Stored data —

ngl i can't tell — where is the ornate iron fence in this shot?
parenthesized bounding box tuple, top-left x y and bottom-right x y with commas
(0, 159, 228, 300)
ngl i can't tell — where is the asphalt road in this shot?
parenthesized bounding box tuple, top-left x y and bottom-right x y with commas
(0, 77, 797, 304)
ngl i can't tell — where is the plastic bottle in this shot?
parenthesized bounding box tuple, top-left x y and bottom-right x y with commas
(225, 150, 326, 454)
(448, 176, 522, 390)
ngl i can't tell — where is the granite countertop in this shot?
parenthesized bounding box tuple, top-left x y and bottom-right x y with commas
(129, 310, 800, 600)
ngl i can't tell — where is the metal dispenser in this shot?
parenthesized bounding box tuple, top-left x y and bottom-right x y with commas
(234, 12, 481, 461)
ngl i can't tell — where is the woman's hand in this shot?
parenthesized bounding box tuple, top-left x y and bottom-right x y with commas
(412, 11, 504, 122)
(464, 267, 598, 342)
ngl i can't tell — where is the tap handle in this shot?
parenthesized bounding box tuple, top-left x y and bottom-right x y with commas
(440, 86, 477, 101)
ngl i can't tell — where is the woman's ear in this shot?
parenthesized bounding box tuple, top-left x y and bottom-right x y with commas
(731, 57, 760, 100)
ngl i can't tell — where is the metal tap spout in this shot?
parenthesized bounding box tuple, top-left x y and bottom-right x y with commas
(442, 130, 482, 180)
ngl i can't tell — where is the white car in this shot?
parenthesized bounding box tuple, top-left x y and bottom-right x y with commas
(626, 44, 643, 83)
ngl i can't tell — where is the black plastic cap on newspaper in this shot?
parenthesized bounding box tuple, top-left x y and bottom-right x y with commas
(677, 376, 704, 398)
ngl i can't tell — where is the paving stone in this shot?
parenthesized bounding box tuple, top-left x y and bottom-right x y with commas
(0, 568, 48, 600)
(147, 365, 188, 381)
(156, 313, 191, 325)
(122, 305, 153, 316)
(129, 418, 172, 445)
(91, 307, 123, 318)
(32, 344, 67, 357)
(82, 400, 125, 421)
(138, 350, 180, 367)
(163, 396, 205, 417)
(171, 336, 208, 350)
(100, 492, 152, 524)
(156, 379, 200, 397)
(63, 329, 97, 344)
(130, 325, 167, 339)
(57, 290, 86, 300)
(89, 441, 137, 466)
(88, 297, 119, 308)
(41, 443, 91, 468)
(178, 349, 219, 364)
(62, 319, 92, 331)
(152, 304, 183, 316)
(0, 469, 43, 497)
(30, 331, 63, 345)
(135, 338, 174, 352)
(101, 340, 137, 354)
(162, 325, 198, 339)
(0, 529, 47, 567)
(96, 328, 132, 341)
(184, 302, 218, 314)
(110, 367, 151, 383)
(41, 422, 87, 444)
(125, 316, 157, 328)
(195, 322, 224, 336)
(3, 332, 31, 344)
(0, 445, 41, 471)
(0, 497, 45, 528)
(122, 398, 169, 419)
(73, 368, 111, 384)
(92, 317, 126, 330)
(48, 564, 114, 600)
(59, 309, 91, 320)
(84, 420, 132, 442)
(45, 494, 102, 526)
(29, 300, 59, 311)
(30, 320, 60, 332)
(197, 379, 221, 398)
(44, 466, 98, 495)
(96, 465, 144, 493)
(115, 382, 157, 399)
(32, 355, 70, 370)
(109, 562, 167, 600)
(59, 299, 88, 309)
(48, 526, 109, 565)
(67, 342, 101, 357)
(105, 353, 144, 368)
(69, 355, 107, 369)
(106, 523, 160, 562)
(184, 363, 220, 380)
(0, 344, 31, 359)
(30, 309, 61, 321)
--
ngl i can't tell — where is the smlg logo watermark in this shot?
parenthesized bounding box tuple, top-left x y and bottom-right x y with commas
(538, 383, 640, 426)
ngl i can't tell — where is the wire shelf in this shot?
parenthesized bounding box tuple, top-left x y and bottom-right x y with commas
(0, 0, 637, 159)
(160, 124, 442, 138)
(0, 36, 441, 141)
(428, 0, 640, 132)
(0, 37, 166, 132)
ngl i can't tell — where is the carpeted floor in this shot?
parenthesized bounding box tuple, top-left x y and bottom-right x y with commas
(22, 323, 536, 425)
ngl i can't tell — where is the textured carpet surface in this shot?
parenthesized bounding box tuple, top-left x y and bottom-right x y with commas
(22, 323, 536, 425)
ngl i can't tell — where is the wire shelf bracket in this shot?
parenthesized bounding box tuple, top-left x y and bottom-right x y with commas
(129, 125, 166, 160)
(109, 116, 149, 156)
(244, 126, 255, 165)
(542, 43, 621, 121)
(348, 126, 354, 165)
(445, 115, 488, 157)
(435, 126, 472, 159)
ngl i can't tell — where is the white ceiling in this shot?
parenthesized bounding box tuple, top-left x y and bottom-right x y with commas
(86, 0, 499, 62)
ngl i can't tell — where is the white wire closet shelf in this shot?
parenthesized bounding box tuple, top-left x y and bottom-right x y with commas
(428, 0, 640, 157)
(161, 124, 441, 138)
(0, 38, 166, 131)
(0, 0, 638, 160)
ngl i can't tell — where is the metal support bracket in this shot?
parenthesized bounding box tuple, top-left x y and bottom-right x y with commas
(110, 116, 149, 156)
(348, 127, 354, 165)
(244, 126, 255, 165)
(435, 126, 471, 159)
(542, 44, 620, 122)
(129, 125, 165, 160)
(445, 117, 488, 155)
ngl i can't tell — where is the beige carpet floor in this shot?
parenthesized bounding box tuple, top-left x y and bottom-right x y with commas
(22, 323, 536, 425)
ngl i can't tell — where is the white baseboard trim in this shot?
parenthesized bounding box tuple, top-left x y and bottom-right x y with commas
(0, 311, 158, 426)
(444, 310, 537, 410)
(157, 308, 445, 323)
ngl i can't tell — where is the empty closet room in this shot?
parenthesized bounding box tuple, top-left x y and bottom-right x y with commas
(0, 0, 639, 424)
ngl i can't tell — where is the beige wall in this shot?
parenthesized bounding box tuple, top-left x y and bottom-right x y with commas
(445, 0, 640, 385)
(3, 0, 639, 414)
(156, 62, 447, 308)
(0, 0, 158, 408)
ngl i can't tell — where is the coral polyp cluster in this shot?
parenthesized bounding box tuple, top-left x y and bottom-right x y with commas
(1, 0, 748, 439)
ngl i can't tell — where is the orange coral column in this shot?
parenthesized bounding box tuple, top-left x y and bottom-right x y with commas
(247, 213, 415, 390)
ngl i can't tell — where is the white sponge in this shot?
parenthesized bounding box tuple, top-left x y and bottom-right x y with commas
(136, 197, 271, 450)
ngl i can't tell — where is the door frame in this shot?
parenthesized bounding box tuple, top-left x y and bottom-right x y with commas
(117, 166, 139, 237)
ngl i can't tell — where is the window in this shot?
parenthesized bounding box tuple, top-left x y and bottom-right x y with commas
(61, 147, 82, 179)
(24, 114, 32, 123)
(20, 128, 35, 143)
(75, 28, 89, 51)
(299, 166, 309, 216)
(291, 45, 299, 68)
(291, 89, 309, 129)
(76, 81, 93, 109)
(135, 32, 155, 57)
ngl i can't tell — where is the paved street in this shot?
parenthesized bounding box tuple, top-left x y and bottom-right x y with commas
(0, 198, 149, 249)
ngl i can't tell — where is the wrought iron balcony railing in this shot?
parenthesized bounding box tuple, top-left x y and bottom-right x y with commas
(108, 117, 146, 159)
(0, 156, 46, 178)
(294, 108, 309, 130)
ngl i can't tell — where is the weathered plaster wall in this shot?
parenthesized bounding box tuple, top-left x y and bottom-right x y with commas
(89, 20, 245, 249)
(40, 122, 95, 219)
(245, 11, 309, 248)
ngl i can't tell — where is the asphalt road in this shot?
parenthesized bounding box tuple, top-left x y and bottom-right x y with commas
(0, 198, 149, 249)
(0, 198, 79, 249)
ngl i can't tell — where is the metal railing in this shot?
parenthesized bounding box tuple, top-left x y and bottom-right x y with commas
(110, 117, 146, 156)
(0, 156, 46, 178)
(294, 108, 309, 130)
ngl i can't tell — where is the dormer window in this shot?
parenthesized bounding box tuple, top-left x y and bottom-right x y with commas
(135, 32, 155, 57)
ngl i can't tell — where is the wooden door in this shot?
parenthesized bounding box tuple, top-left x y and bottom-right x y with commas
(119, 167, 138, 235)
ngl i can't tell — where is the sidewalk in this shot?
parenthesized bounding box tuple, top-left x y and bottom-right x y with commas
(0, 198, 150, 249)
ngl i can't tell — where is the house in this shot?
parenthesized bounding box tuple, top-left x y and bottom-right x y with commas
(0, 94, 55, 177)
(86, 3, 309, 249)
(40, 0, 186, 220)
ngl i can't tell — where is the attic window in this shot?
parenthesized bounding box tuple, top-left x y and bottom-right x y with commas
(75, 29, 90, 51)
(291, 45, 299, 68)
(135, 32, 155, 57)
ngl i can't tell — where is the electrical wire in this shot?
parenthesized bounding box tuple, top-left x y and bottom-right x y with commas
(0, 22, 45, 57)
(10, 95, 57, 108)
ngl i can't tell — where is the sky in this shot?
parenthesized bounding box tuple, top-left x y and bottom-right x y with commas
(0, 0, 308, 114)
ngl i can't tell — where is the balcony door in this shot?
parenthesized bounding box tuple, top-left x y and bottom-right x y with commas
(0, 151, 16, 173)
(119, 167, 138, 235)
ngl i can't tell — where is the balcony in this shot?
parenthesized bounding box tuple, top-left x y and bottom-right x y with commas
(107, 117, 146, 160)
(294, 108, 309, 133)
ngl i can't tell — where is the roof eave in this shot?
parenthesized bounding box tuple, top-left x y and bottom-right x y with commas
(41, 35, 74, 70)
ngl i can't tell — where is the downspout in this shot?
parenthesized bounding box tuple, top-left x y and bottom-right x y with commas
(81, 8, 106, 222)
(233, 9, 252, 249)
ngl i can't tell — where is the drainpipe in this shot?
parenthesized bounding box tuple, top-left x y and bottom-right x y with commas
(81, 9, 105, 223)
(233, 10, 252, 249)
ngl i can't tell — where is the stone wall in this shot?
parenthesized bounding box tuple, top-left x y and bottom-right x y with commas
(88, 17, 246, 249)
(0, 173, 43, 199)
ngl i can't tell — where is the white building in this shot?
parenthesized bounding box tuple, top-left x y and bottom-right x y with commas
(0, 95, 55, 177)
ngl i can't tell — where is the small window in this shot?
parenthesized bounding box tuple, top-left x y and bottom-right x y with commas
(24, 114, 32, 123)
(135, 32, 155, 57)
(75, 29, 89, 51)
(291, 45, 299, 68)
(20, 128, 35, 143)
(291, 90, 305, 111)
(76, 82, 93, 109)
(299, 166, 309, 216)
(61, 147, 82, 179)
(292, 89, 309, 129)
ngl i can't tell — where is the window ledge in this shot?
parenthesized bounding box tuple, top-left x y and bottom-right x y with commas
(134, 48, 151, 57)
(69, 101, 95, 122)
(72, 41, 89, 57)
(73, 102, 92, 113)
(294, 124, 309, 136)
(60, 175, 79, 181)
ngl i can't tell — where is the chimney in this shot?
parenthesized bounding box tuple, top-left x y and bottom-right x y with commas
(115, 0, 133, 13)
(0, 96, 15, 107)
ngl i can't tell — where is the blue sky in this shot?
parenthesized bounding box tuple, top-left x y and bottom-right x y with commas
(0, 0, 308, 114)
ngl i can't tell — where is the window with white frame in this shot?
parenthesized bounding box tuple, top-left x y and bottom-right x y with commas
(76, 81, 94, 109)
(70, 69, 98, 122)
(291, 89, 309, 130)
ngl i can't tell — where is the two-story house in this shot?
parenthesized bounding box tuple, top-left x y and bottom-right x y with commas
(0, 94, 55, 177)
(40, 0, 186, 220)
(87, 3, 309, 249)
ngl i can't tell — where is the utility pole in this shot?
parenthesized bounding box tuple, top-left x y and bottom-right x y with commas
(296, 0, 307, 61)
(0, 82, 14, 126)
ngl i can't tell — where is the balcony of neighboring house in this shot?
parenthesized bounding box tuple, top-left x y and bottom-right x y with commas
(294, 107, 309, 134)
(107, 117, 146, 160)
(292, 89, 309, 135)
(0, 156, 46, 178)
* * *
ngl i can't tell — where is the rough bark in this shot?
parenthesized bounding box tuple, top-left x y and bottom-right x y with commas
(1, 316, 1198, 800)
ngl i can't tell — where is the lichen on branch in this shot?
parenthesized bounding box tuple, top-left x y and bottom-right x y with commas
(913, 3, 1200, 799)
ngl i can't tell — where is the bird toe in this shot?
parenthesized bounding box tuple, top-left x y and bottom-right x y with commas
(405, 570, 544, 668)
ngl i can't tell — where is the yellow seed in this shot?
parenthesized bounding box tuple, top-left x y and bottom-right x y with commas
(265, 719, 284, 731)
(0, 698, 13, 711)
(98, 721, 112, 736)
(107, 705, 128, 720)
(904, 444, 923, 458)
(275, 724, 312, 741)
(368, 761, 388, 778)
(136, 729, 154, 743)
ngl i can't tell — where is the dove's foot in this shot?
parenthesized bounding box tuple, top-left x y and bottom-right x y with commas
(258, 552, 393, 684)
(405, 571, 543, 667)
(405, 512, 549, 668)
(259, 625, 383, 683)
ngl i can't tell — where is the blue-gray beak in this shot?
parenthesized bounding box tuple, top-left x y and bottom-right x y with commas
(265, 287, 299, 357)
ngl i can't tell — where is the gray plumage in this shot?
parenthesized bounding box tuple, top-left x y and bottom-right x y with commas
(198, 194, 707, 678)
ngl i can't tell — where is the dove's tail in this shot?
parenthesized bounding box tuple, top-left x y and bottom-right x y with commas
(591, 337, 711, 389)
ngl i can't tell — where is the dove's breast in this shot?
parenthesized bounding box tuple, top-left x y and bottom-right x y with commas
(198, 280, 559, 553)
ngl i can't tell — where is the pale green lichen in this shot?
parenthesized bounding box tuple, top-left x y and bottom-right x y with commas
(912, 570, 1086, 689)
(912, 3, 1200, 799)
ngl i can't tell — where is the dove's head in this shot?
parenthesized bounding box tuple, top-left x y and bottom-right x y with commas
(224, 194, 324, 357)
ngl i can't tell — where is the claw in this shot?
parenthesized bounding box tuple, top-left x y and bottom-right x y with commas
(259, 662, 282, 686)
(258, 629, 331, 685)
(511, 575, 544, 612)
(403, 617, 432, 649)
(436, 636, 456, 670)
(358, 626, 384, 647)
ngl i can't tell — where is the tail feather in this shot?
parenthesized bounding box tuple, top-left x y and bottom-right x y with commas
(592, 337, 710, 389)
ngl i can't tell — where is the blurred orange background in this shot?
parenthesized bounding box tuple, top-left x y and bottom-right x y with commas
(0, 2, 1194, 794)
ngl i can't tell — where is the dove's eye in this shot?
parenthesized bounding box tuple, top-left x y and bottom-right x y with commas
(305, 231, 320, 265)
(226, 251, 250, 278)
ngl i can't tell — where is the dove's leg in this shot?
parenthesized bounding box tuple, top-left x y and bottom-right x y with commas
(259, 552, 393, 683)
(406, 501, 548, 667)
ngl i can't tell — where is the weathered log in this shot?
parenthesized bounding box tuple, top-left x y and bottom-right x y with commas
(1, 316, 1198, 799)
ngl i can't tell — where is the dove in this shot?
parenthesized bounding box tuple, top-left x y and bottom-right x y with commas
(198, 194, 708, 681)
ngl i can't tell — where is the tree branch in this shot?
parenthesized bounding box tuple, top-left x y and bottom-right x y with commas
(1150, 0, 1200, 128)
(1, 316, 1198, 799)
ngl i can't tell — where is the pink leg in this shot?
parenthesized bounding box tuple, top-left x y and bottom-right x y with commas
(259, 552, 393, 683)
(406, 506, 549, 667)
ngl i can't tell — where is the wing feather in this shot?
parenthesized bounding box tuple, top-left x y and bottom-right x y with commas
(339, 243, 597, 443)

Exercise prompt — Please copy, exactly and with nothing else, the lines above beginning at the line that has "ngl i can't tell — where is the ornate" and ending with the line that has "ngl i can't tell — where is the woman's hand".

Written response —
ngl i can't tell — where is the ornate iron fence in this shot?
parenthesized bounding box tuple, top-left x y and bottom-right x y with commas
(0, 159, 228, 300)
ngl i can't tell — where is the asphalt road in this shot?
parenthesized bounding box tuple, top-left x y and bottom-right x y with commas
(0, 77, 797, 304)
ngl i can't tell — where is the plastic bottle in this shot?
parenthesized bounding box tuple, top-left x y and bottom-right x y with commas
(225, 150, 326, 454)
(448, 176, 522, 390)
ngl i can't tell — where is the granite countertop in this shot?
parenthesized bounding box tuple, top-left x y and bottom-right x y with commas
(129, 310, 800, 600)
ngl i can't tell — where is the metal dispenser in this shot?
parenthesized bounding box tuple, top-left x y and bottom-right x y with commas
(234, 12, 481, 461)
ngl i can't tell — where is the woman's hand in this shot?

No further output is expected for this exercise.